### [TE LEZEN TEKST]
+ + +
Volgens [appellante] heeft ASF de huurovereenkomst opgezegd in verband met dringend eigen gebruik wegens renovatie, in welk geval ASF als verhuurder krachtens artikel 7:275 lid 3 BW verplicht is bij te dragen in de verhuiskosten van haar als huurder. [appellante] heeft spoedeisend belang bij haar vordering omdat zij door toedoen van ASF moet verhuizen en de verhuiskostenvergoeding nodig heeft om zo de borg (ter grootte van een maand huur) te kunnen betalen en de woning te kunnen inrichten. Zij heeft onvoldoende middelen om deze kosten voor te kunnen schieten, aldus [appellante] .
3.2.2
ASF heeft bij wijze van tegenvordering in reconventie gevorderd dat [appellante] wordt veroordeeld tot betaling van een halve maand huurachterstand ten bedrage van € 392,50.
3.3
Bij het vonnis waarvan beroep heeft de kantonrechter zowel de vordering van [appellante] als de tegenvordering van ASF afgewezen. De kantonrechter heeft overwogen, samengevat, dat niet, althans onvoldoende is gebleken dat de huurovereenkomst tussen partijen is geëindigd wegens dringend eigen gebruik van de woning door ASF omdat zonder beëindiging van de huurovereenkomst met [appellante] renovatie van de woning niet mogelijk is, en dat voor het horen van getuigen in kort geding geen aanleiding is. Gelet hierop staat niet, althans onvoldoende vast dat er grond is voor vergoeding van verhuis- en inrichtingskosten, aldus de kantonrechter. Ook de vordering van ASF tot betaling van de huurachterstand acht de kantonrechter niet toewijsbaar, nu ASF geen concrete reden heeft gegeven welk spoedeisend belang zij daarbij heeft.
3.4
Tegen deze beslissing en de daaraan ten grondslag liggende overwegingen komen [appellante] in principaal appel met vier grieven, en ASF in incidenteel appel met een grief op. Tevens heeft ASF in hoger beroep haar vordering vermeerderd met de eindafrekening gas, water en licht en de kosten van afvoer- en opruimwerkzaamheden tot een totaalbedrag van € 1.934,05. De grieven in principaal en incidenteel appel zullen hierna achtereenvolgens worden behandeld.
3.5
In navolging van de kantonrechter stelt het hof voorop dat de gevorderde voorzieningen van partijen strekken tot betaling van een geldsom, voor toewijzing waarvan in kort geding slechts dan plaats is, als het bestaan en de omvang van de vordering in hoge mate aannemelijk zijn, terwijl voorts uit hoofde van onverwijlde spoed een onmiddellijke voorziening vereist is en het risico van onmogelijkheid van terugbetaling - bij afweging van de belangen van partijen - aan toewijzing niet in de weg staat. Verder is voor toewijzing van een vordering in kort geding vereist dat de aan die
vordering ten grondslag gelegde feiten en omstandigheden voldoende aannemelijk zijn en dat het ook in voldoende male waarschijnlijk is dat die vordering in een nog te voeren gewone procedure (bodemprocedure) zal worden toegewezen. Voor nader onderzoek naar bepaalde feiten en omstandigheden of voor bewijslevering door bijvoorbeeld getuigen is, anders dan in een bodemprocedure, in kort geding in beginsel geen plaats.
+ + +
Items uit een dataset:

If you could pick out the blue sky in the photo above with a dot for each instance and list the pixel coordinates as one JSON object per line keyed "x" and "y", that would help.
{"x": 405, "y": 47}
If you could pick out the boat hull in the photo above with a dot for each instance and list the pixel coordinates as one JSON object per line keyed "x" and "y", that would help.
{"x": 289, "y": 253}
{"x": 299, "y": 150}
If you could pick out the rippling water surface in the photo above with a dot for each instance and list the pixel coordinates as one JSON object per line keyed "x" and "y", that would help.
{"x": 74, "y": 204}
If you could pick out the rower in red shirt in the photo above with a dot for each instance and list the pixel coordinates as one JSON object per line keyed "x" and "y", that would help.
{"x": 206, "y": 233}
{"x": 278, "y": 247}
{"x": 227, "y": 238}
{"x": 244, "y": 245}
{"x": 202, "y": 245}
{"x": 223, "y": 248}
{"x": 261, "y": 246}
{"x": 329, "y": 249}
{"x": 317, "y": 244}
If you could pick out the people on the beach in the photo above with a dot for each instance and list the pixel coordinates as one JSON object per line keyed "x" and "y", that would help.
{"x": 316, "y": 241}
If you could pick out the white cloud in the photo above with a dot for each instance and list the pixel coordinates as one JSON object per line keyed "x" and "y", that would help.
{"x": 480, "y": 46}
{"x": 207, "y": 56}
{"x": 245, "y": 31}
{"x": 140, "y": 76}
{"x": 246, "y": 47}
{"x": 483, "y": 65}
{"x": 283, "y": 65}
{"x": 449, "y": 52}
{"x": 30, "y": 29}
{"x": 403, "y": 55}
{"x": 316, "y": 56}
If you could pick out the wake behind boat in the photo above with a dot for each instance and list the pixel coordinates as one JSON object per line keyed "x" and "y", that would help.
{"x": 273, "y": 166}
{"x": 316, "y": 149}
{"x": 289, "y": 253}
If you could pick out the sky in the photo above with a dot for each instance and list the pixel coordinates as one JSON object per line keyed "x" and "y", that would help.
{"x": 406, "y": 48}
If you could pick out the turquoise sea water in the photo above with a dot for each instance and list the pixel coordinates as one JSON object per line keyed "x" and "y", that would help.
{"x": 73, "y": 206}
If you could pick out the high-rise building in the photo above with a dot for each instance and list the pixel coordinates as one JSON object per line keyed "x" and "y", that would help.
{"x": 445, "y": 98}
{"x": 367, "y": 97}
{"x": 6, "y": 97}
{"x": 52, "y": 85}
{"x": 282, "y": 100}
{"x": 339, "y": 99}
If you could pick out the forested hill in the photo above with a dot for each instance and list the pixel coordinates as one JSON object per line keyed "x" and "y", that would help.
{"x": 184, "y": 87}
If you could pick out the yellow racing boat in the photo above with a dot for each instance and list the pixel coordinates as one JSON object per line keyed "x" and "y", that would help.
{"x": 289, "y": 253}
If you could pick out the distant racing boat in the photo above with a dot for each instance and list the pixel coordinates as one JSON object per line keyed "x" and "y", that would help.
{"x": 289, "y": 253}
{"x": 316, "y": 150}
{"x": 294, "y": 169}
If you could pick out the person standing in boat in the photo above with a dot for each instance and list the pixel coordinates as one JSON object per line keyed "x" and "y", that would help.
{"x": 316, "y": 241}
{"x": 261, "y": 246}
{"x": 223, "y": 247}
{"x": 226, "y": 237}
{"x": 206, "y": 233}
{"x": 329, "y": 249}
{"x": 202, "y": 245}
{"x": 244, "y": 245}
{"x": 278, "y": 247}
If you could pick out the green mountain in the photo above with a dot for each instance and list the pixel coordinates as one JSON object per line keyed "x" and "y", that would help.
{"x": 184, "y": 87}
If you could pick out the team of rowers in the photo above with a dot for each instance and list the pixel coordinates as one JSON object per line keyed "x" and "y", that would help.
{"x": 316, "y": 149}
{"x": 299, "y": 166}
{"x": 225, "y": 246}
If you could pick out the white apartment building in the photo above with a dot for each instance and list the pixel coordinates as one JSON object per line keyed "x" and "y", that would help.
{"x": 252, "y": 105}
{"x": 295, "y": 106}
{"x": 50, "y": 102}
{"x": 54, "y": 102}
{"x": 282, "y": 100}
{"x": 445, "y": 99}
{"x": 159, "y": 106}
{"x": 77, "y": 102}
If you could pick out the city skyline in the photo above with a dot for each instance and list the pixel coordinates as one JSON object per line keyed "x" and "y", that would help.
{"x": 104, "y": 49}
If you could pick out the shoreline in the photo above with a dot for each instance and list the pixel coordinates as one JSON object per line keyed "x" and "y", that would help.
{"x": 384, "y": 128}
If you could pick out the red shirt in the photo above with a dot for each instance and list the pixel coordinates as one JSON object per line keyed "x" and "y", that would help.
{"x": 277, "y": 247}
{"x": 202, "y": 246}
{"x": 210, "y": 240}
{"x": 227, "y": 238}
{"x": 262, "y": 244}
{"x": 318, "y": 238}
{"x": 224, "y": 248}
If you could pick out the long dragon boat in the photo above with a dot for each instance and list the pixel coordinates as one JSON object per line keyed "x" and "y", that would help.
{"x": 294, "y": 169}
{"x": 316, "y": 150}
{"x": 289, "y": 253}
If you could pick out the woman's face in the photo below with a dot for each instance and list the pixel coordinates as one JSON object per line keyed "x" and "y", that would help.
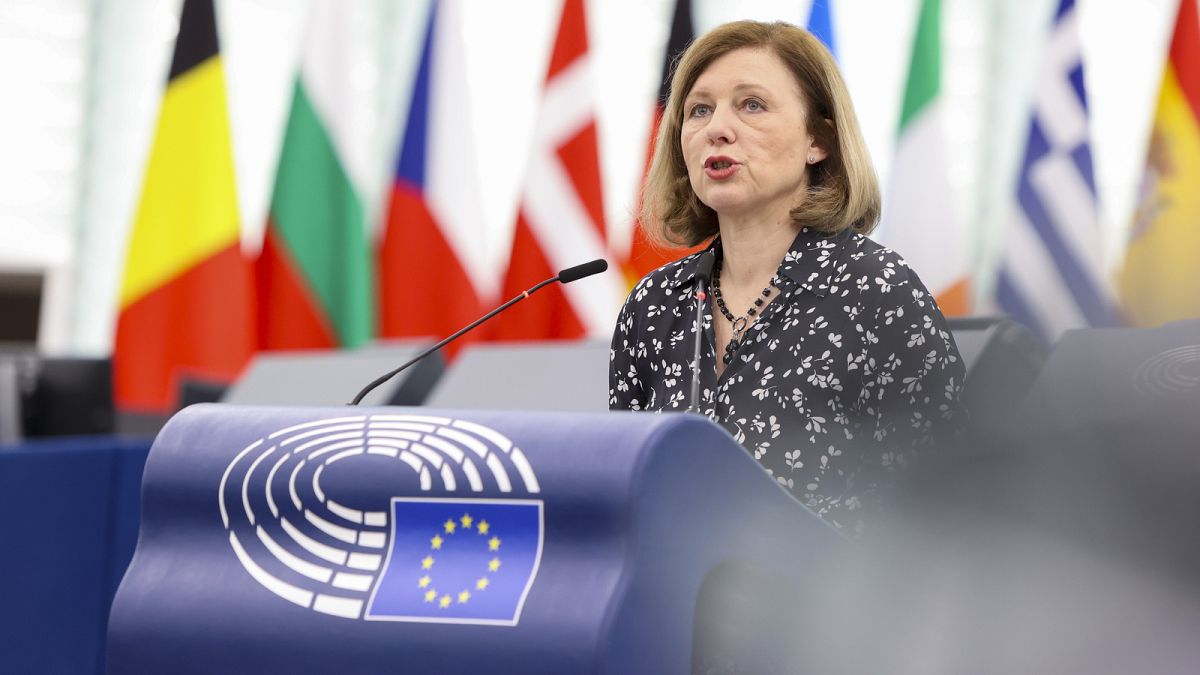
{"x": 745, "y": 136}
+ + +
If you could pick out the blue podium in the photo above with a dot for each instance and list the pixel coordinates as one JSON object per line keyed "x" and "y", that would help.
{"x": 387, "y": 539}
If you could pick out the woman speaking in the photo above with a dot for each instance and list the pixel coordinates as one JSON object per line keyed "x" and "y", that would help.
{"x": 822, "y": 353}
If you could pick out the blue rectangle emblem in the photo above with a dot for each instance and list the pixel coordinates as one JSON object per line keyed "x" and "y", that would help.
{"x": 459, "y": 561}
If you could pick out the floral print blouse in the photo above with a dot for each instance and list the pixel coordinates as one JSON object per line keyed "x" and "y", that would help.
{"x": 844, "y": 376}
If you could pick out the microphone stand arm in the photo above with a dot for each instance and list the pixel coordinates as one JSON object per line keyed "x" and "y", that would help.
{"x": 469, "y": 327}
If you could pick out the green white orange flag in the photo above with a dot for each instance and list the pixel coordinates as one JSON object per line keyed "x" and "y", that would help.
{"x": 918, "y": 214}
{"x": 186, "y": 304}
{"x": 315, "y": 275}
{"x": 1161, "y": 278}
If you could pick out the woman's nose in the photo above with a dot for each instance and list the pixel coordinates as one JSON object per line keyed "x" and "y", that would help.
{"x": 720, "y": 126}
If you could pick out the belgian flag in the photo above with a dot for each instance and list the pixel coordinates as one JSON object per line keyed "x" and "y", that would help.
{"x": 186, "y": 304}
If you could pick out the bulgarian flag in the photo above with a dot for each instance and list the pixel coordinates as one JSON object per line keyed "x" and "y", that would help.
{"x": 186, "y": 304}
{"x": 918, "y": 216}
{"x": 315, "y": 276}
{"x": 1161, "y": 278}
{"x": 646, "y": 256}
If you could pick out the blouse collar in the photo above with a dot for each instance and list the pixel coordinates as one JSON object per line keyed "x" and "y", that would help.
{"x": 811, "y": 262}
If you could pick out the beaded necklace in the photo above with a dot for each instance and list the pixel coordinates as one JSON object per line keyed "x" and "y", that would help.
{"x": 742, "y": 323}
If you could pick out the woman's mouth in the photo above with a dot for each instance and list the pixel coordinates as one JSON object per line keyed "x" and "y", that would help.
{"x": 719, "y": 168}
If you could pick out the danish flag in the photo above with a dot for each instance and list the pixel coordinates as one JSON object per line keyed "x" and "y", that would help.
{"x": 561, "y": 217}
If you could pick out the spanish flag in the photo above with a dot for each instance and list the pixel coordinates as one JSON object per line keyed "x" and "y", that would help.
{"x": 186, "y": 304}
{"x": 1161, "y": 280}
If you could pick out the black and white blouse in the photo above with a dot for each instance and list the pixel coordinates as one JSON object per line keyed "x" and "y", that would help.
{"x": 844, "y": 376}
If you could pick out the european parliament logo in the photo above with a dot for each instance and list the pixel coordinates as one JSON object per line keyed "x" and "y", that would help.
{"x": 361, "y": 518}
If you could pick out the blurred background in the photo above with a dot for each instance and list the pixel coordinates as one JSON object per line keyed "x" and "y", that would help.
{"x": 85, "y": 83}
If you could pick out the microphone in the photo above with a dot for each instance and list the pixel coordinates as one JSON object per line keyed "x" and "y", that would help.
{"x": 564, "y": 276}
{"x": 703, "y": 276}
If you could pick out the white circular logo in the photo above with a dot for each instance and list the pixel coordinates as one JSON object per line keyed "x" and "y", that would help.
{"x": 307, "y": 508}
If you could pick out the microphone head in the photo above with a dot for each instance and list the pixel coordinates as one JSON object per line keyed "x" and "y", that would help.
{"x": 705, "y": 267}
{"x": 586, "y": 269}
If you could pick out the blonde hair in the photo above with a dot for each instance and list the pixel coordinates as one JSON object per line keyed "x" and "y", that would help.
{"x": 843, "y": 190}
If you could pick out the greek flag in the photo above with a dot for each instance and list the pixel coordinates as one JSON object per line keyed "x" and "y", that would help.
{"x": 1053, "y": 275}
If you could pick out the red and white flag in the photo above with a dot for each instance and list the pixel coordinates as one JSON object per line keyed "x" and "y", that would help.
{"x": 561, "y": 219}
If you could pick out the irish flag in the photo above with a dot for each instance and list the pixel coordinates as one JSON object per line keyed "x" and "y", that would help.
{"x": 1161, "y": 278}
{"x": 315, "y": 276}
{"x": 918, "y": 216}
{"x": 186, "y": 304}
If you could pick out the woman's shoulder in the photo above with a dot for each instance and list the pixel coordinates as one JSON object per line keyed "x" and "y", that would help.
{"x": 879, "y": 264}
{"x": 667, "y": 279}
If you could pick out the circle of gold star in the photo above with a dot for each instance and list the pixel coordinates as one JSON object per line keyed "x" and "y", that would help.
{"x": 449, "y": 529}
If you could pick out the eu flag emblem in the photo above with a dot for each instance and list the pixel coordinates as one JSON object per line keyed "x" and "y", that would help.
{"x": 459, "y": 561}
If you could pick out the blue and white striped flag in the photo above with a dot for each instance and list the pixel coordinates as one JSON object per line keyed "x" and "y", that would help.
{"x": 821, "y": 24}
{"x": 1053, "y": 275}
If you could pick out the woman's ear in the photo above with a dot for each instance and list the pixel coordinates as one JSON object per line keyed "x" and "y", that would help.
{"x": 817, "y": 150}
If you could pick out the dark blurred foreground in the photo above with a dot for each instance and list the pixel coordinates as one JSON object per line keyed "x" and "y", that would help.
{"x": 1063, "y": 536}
+ + +
### [WAT JE DOET]
Kopieer uit de tekst over de verhuiskostenvergoeding woordelijk alles vanaf "Volgens [appellante] heeft" tot en met "van € 392,50.".

### [OPLOSSING OPGAVE]
Volgens [appellante] heeft ASF de huurovereenkomst opgezegd in verband met dringend eigen gebruik wegens renovatie, in welk geval ASF als verhuurder krachtens artikel 7:275 lid 3 BW verplicht is bij te dragen in de verhuiskosten van haar als huurder. [appellante] heeft spoedeisend belang bij haar vordering omdat zij door toedoen van ASF moet verhuizen en de verhuiskostenvergoeding nodig heeft om zo de borg (ter grootte van een maand huur) te kunnen betalen en de woning te kunnen inrichten. Zij heeft onvoldoende middelen om deze kosten voor te kunnen schieten, aldus [appellante] .
3.2.2
ASF heeft bij wijze van tegenvordering in reconventie gevorderd dat [appellante] wordt veroordeeld tot betaling van een halve maand huurachterstand ten bedrage van € 392,50.